Image point annotation entries

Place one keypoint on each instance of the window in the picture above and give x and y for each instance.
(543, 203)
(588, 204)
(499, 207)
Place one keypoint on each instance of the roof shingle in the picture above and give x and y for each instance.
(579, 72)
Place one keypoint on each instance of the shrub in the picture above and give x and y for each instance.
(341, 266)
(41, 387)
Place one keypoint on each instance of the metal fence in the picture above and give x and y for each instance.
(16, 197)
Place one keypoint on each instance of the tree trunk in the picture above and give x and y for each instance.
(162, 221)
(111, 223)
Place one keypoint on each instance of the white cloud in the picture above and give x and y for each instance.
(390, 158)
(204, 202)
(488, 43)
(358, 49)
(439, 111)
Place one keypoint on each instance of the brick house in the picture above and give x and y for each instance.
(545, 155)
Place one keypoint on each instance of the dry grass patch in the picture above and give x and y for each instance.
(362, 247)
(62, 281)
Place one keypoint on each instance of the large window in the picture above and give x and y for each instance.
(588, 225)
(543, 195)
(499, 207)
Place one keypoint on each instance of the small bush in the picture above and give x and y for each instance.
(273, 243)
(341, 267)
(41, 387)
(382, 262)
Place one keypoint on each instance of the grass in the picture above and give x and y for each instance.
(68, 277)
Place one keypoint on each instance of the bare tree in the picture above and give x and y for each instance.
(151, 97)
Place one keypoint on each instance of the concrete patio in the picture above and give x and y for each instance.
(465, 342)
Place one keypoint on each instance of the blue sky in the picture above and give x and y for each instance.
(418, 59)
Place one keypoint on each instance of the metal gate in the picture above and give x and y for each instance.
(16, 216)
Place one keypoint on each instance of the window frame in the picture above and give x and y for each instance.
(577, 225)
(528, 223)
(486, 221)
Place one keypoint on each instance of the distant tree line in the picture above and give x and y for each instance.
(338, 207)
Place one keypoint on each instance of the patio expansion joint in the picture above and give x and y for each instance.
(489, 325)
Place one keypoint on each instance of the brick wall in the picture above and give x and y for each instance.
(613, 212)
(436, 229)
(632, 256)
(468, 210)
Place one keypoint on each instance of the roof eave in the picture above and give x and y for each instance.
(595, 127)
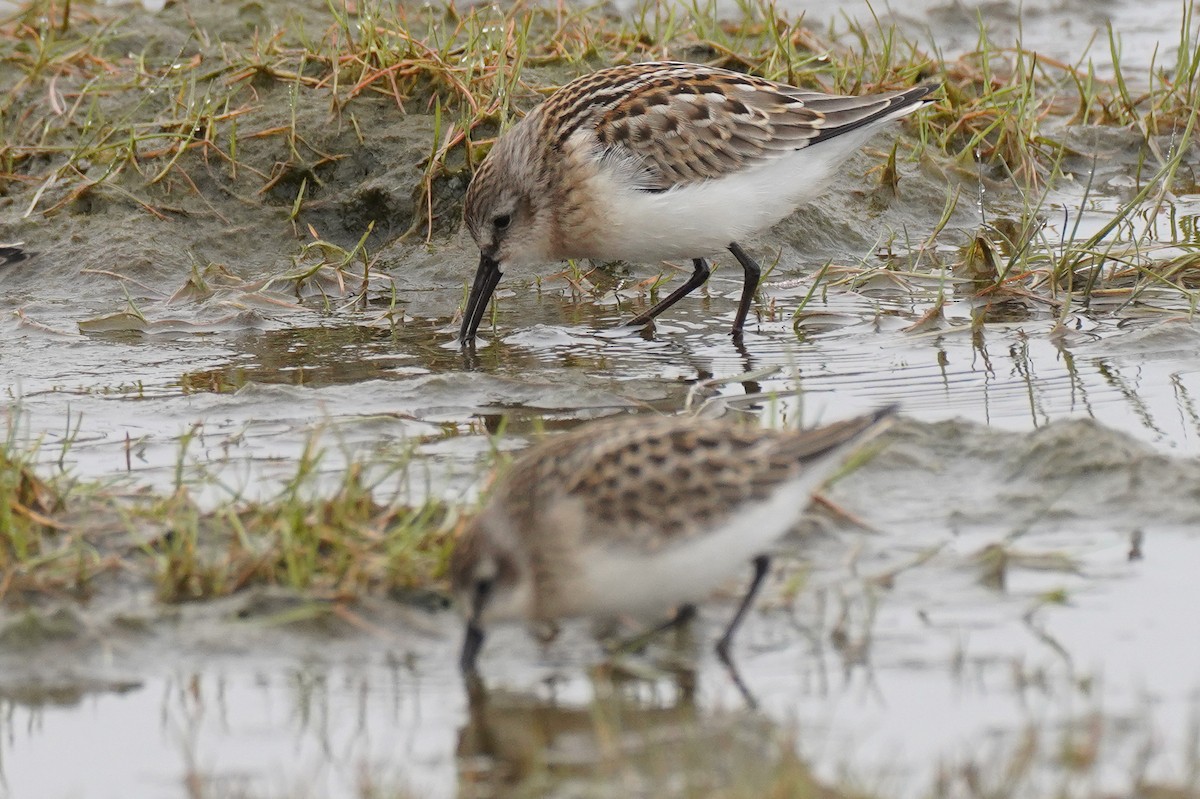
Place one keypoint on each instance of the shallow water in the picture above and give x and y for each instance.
(899, 660)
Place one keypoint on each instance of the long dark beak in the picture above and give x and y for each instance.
(486, 277)
(471, 646)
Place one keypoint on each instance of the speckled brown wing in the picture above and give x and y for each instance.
(653, 485)
(683, 122)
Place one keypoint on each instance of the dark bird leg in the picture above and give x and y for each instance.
(761, 564)
(753, 274)
(471, 646)
(700, 274)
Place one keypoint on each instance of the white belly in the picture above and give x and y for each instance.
(622, 582)
(703, 218)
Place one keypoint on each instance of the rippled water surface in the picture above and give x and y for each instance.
(897, 655)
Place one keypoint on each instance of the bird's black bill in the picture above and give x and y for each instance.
(486, 278)
(471, 647)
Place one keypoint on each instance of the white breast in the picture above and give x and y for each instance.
(703, 218)
(622, 582)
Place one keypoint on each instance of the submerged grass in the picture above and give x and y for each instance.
(99, 110)
(335, 541)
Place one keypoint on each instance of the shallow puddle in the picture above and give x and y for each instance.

• _What is needed_
Copy the lines word for word, from the line containing "Place one keypoint on each instance of the white belly" through the end of the lines above, including both of those lines.

• _Complete output_
Place one keypoint on each instance of the white belly in the picture above and give x and y for each instance.
(622, 582)
(703, 218)
Place one keypoint on each instance of the rippled water surface in the picture above and give x and y for each instance.
(897, 655)
Place one keypoint on each instance of the bird's black bill in the picture above and give x and y for each instance.
(486, 278)
(471, 647)
Place one keypoint on each instance of the white breast in the picture above and give x and y for each instance.
(703, 218)
(622, 582)
Place one keypoint on each instance of the submerged grass in the picture above and give x and y for each instance.
(99, 110)
(335, 541)
Place one keypoint on each instance of the shallow puddle in the picture above and give x and y for each instance.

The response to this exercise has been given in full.